**Verilen veriler:**
#####

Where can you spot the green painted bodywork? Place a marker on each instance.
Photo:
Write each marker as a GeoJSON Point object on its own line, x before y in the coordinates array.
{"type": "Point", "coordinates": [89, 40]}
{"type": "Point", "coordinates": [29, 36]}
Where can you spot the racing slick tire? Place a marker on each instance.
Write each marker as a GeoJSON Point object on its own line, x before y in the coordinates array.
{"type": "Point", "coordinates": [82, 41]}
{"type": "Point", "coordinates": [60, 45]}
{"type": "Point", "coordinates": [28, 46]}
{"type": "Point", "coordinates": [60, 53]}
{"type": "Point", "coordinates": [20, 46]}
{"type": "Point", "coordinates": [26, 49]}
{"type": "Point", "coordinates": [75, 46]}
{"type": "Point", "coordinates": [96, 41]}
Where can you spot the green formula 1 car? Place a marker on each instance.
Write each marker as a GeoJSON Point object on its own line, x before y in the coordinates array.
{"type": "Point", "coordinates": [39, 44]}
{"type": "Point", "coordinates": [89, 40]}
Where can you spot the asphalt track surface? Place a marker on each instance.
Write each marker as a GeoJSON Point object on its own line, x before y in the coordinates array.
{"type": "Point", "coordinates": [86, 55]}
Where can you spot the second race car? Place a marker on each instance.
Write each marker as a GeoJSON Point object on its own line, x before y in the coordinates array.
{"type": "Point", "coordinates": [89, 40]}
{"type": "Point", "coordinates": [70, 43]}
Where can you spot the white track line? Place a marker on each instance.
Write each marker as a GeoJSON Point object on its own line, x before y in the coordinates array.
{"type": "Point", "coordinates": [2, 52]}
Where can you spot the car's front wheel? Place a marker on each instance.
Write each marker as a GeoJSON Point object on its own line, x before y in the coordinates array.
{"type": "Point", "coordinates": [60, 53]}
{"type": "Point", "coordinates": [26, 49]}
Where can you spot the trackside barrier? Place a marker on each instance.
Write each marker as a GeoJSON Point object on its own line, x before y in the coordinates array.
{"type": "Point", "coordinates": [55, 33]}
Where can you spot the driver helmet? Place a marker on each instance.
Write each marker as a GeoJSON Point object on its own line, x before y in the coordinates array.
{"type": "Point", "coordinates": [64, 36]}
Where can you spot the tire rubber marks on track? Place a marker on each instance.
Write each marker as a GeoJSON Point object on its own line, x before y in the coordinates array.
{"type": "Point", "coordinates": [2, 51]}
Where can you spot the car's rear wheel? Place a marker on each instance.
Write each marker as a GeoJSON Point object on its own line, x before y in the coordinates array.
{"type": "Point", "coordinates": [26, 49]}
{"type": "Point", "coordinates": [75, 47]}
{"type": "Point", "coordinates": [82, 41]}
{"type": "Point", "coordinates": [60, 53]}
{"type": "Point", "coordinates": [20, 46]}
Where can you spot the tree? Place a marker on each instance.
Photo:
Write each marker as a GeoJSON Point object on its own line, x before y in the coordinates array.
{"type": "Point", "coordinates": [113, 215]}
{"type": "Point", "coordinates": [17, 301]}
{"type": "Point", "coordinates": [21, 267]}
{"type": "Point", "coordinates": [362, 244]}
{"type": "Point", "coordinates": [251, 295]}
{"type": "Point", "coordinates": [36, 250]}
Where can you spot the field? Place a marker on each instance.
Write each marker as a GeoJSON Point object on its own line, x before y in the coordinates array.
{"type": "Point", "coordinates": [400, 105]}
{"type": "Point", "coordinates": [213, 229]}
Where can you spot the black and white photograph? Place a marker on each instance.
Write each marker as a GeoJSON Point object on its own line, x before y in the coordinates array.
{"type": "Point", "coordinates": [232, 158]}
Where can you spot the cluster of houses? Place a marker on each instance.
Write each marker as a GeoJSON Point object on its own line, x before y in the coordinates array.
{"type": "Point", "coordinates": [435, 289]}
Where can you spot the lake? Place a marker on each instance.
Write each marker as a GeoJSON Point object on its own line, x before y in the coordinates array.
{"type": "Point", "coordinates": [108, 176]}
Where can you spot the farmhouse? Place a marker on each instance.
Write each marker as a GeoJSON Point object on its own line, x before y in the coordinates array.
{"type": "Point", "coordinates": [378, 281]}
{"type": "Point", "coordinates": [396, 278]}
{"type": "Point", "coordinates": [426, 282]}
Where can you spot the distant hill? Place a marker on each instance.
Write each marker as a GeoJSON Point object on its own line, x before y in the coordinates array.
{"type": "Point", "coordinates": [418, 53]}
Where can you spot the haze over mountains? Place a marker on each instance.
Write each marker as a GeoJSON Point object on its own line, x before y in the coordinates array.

#####

**Görevin amacı:** Yukarıdaki verilerin bütün satırlarını numaralı bir liste olarak düzenle. Boş satırları listeye alma.

**Alıştırmanın cevabı:**
1. Where can you spot the green painted bodywork? Place a marker on each instance.
2. Photo:
3. Write each marker as a GeoJSON Point object on its own line, x before y in the coordinates array.
4. {"type": "Point", "coordinates": [89, 40]}
5. {"type": "Point", "coordinates": [29, 36]}
6. Where can you spot the racing slick tire? Place a marker on each instance.
7. Write each marker as a GeoJSON Point object on its own line, x before y in the coordinates array.
8. {"type": "Point", "coordinates": [82, 41]}
9. {"type": "Point", "coordinates": [60, 45]}
10. {"type": "Point", "coordinates": [28, 46]}
11. {"type": "Point", "coordinates": [60, 53]}
12. {"type": "Point", "coordinates": [20, 46]}
13. {"type": "Point", "coordinates": [26, 49]}
14. {"type": "Point", "coordinates": [75, 46]}
15. {"type": "Point", "coordinates": [96, 41]}
16. Where can you spot the green formula 1 car? Place a marker on each instance.
17. Write each marker as a GeoJSON Point object on its own line, x before y in the coordinates array.
18. {"type": "Point", "coordinates": [39, 44]}
19. {"type": "Point", "coordinates": [89, 40]}
20. Where can you spot the asphalt track surface? Place a marker on each instance.
21. Write each marker as a GeoJSON Point object on its own line, x before y in the coordinates array.
22. {"type": "Point", "coordinates": [86, 55]}
23. Where can you spot the second race car? Place a marker on each instance.
24. Write each marker as a GeoJSON Point object on its own line, x before y in the coordinates array.
25. {"type": "Point", "coordinates": [89, 40]}
26. {"type": "Point", "coordinates": [70, 43]}
27. Where can you spot the white track line? Place a marker on each instance.
28. Write each marker as a GeoJSON Point object on its own line, x before y in the coordinates array.
29. {"type": "Point", "coordinates": [2, 52]}
30. Where can you spot the car's front wheel? Place a marker on each instance.
31. Write each marker as a GeoJSON Point object on its own line, x before y in the coordinates array.
32. {"type": "Point", "coordinates": [60, 53]}
33. {"type": "Point", "coordinates": [26, 49]}
34. Where can you spot the trackside barrier? Place a marker on each instance.
35. Write each marker as a GeoJSON Point object on its own line, x before y in the coordinates array.
36. {"type": "Point", "coordinates": [55, 33]}
37. Where can you spot the driver helmet? Place a marker on each instance.
38. Write each marker as a GeoJSON Point object on its own line, x before y in the coordinates array.
39. {"type": "Point", "coordinates": [64, 36]}
40. Where can you spot the tire rubber marks on track? Place a marker on each instance.
41. Write each marker as a GeoJSON Point object on its own line, x before y in the coordinates array.
42. {"type": "Point", "coordinates": [2, 51]}
43. Where can you spot the car's rear wheel? Place a marker on each instance.
44. Write each marker as a GeoJSON Point object on its own line, x before y in the coordinates array.
45. {"type": "Point", "coordinates": [26, 49]}
46. {"type": "Point", "coordinates": [75, 47]}
47. {"type": "Point", "coordinates": [82, 41]}
48. {"type": "Point", "coordinates": [60, 53]}
49. {"type": "Point", "coordinates": [20, 46]}
50. Where can you spot the tree? Place a marker on each instance.
51. Photo:
52. Write each marker as a GeoJSON Point object on its own line, x before y in the coordinates array.
53. {"type": "Point", "coordinates": [113, 215]}
54. {"type": "Point", "coordinates": [17, 301]}
55. {"type": "Point", "coordinates": [21, 267]}
56. {"type": "Point", "coordinates": [362, 244]}
57. {"type": "Point", "coordinates": [251, 295]}
58. {"type": "Point", "coordinates": [36, 250]}
59. Where can you spot the field? Place a marker on each instance.
60. Write each marker as a GeoJSON Point object on its own line, x before y in the coordinates array.
61. {"type": "Point", "coordinates": [400, 105]}
62. {"type": "Point", "coordinates": [213, 229]}
63. Where can you spot the black and white photograph? Place a marker on each instance.
64. Write each marker as a GeoJSON Point object on its own line, x before y in the coordinates array.
65. {"type": "Point", "coordinates": [232, 158]}
66. Where can you spot the cluster of houses? Place a marker on each instance.
67. Write each marker as a GeoJSON Point object on its own line, x before y in the coordinates array.
68. {"type": "Point", "coordinates": [435, 289]}
69. Where can you spot the lake? Place a marker on each instance.
70. Write each marker as a GeoJSON Point object on its own line, x before y in the coordinates array.
71. {"type": "Point", "coordinates": [108, 176]}
72. Where can you spot the farmhouse? Place a marker on each instance.
73. Write each marker as a GeoJSON Point object on its own line, x before y in the coordinates array.
74. {"type": "Point", "coordinates": [378, 281]}
75. {"type": "Point", "coordinates": [396, 278]}
76. {"type": "Point", "coordinates": [426, 282]}
77. Where can you spot the distant hill? Place a marker on each instance.
78. Write each marker as a GeoJSON Point object on its own line, x before y in the coordinates array.
79. {"type": "Point", "coordinates": [418, 53]}
80. Where can you spot the haze over mountains? Place a marker on each instance.
81. Write each marker as a GeoJSON Point object on its own line, x before y in the coordinates array.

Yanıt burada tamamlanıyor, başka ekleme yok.